───── EXTRACTED MATERIAL ─────

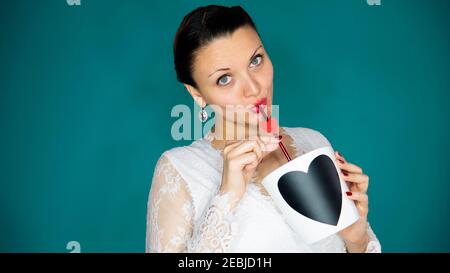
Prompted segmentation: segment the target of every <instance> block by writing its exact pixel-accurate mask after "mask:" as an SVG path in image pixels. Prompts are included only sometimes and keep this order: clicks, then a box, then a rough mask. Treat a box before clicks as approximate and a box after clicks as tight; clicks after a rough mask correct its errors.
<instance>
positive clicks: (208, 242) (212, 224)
mask: <svg viewBox="0 0 450 273" xmlns="http://www.w3.org/2000/svg"><path fill="white" fill-rule="evenodd" d="M234 220H235V217H234V214H233V212H232V208H231V204H230V202H229V195H228V194H222V195H217V196H216V197H214V198H213V199H212V201H211V205H210V209H209V210H208V211H207V212H206V214H205V215H204V218H203V221H202V224H201V225H200V227H199V230H198V233H197V234H196V236H195V238H196V239H195V240H193V241H192V244H191V245H190V247H189V249H190V250H192V251H193V252H216V253H218V252H225V251H226V250H228V249H229V248H230V244H231V240H232V238H233V236H234V235H235V234H236V233H237V228H238V226H237V223H236V221H234Z"/></svg>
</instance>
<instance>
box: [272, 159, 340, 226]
mask: <svg viewBox="0 0 450 273" xmlns="http://www.w3.org/2000/svg"><path fill="white" fill-rule="evenodd" d="M278 189H279V190H280V193H281V196H283V198H284V200H285V201H286V202H287V203H288V204H289V206H291V207H292V208H293V209H294V210H296V211H297V212H299V213H300V214H302V215H304V216H306V217H308V218H310V219H313V220H315V221H318V222H321V223H325V224H329V225H334V226H336V225H337V223H338V221H339V217H340V215H341V207H342V192H341V182H340V180H339V174H338V173H337V171H336V167H335V165H334V163H333V161H332V160H331V158H329V157H328V156H326V155H323V154H322V155H319V156H317V157H316V158H314V160H313V161H311V163H310V164H309V167H308V172H307V173H304V172H301V171H291V172H288V173H285V174H283V175H282V176H281V177H280V179H278Z"/></svg>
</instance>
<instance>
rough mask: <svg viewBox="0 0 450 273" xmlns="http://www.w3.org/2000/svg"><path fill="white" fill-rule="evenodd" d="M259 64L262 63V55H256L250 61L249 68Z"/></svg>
mask: <svg viewBox="0 0 450 273" xmlns="http://www.w3.org/2000/svg"><path fill="white" fill-rule="evenodd" d="M261 62H262V55H261V54H258V55H256V56H255V57H254V58H253V59H252V61H251V62H250V67H255V66H258V65H260V64H261Z"/></svg>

─────

WORK TO COMPLETE:
Set down the material exactly, every line of it, except for the pictures.

TASK OUTPUT:
Prompted segmentation: segment the target of every <instance> block by writing its exact pixel-accurate mask after "mask:" as an SVG path in image pixels. Prompts are included only sometimes and keep this order: clicks, then a box, then a rough mask. Treat a box before clicks as approximate and a box after clicks as tight; clicks after a rough mask correct its errors.
<instance>
positive clicks: (208, 242) (212, 224)
mask: <svg viewBox="0 0 450 273" xmlns="http://www.w3.org/2000/svg"><path fill="white" fill-rule="evenodd" d="M234 220H235V217H234V214H233V212H232V208H231V204H230V202H229V195H228V194H222V195H217V196H216V197H214V198H213V199H212V201H211V205H210V209H209V210H208V211H207V212H206V214H205V215H204V218H203V221H202V224H201V225H200V227H199V230H198V233H197V234H196V236H195V238H196V239H195V240H193V241H192V244H191V245H190V247H189V249H190V250H192V251H193V252H216V253H218V252H225V251H226V250H228V249H229V248H230V244H231V240H232V238H233V236H234V235H235V234H236V233H237V228H238V226H237V223H236V221H234Z"/></svg>
</instance>
<instance>
box: [272, 159, 340, 226]
mask: <svg viewBox="0 0 450 273" xmlns="http://www.w3.org/2000/svg"><path fill="white" fill-rule="evenodd" d="M278 189H279V190H280V193H281V196H283V198H284V200H285V201H286V202H287V203H288V204H289V206H291V207H292V208H293V209H294V210H296V211H297V212H299V213H300V214H302V215H304V216H306V217H308V218H310V219H313V220H315V221H318V222H321V223H325V224H329V225H334V226H336V225H337V223H338V221H339V217H340V215H341V207H342V192H341V182H340V180H339V174H338V173H337V171H336V167H335V165H334V163H333V161H332V160H331V158H329V157H328V156H326V155H323V154H322V155H319V156H317V157H316V158H314V160H313V161H311V163H310V164H309V167H308V172H307V173H304V172H301V171H291V172H288V173H285V174H283V175H282V176H281V177H280V179H278Z"/></svg>
</instance>
<instance>
rough mask: <svg viewBox="0 0 450 273" xmlns="http://www.w3.org/2000/svg"><path fill="white" fill-rule="evenodd" d="M259 64L262 63V55H256L250 61L249 68Z"/></svg>
mask: <svg viewBox="0 0 450 273" xmlns="http://www.w3.org/2000/svg"><path fill="white" fill-rule="evenodd" d="M261 62H262V55H261V54H258V55H256V56H255V57H254V58H253V59H252V61H251V62H250V67H255V66H258V65H260V64H261Z"/></svg>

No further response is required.